En sus películas anteriores, el desarrollo de las escenas, más que al servicio de la acción, se aliaba con el ritmo interno de sus personajes, sumidos con frecuencia en complejos procesos internos de auto-comprensión y ensimismamiento. En ‘El mal no existe’, sin embargo, el director japonés va un poco más lejos. El ritmo de las escenas no corresponde solamente a ese tempo interior, sino al ritmo de un espacio, un lugar, de una naturaleza cuyos recursos se traban con la vida de sus habitantes.

Así, al principio de la película, vemos a Takumi cortando la leña que apila en un rincón. Si nos ciñéramos a su puro sentido descriptivo, la acción apenas ocuparía un par de gestos resueltos en unos pocos segundos. Pero Hamaguchi se lo toma con mucha calma, mostrando el pulso interno de esa muda conversación entre el hombre y el entorno.

A pesar de ser una película sobre nuestra relación con la naturaleza, no esperemos aquí el recurso a una cierta espectacularidad propia de otras propuestas (pensemos en documentales como ‘Las canciones de la tierra’de Margreth Olin, recientemente estrenado en Filmin).

—————

EJERCICIOS POR RESOLVER ::
A - Responde a estas preguntas sobre el texto de estudio:
(i) ¿De qué nacionalidad es el director de 'El mal no existe'?
(ii) ¿Qué hace Takumi al principio de la película?
(iii) ¿Qué documental se cita como ejemplo y quién lo dirige?
B - Enumera todos los nombres de personas, reales o personajes, que aparecen en el texto de estudio.
C - Copia de nuevo el fragmento del texto de estudio que empieza con las palabras "En sus películas" y termina con "de sus habitantes.", pero cambia "ensimismamiento" por "introspección".

EXTRACTO DEL MATERIAL ::
—————

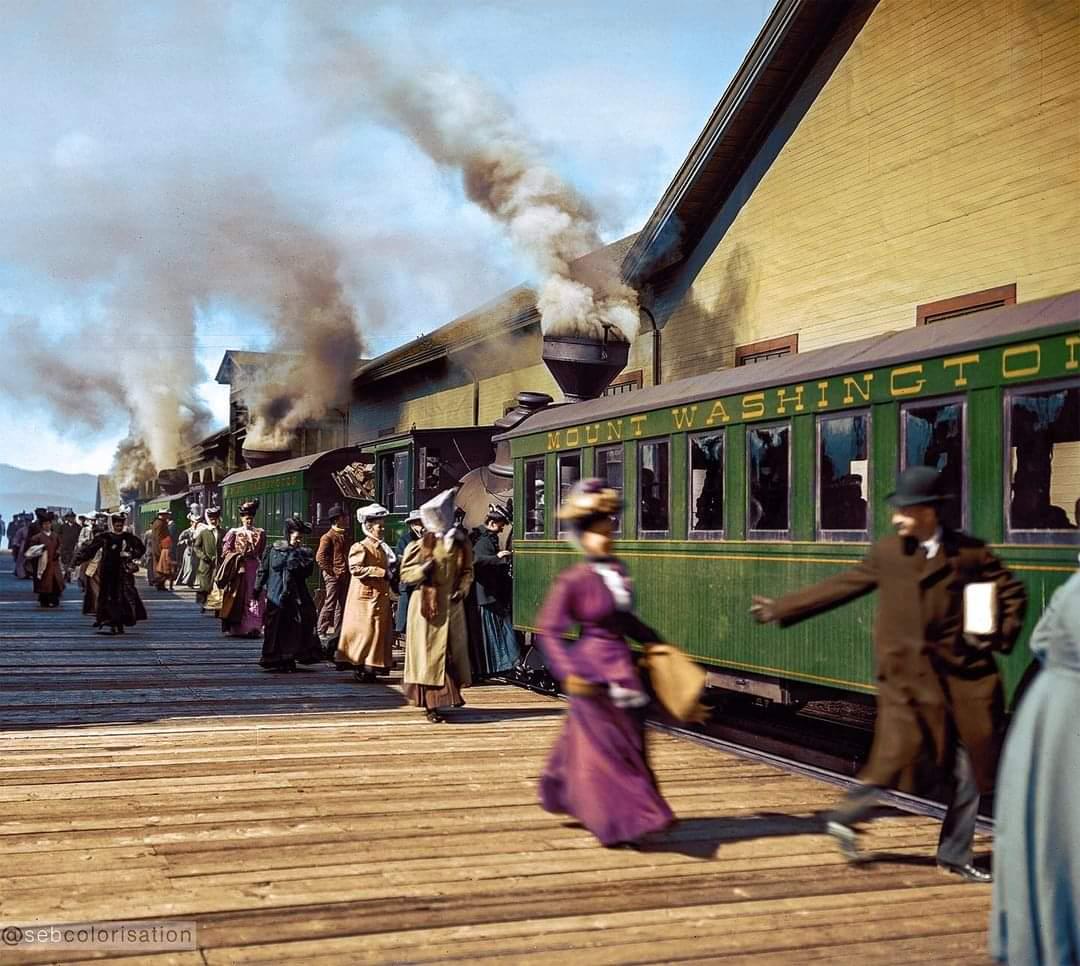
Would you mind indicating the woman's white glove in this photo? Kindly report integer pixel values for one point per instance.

—————

RESPUESTAS DEL EJERCICIO ::
A -
(i) Japonesa.
(ii) Corta la leña que apila en un rincón.
(iii) 'Las canciones de la tierra', de Margreth Olin.

B - Takumi, Hamaguchi, Margreth Olin

C -
En sus películas anteriores, el desarrollo de las escenas, más que al servicio de la acción, se aliaba con el ritmo interno de sus personajes, sumidos con frecuencia en complejos procesos internos de auto-comprensión y introspección. En ‘El mal no existe’, sin embargo, el director japonés va un poco más lejos. El ritmo de las escenas no corresponde solamente a ese tempo interior, sino al ritmo de un espacio, un lugar, de una naturaleza cuyos recursos se traban con la vida de sus habitantes.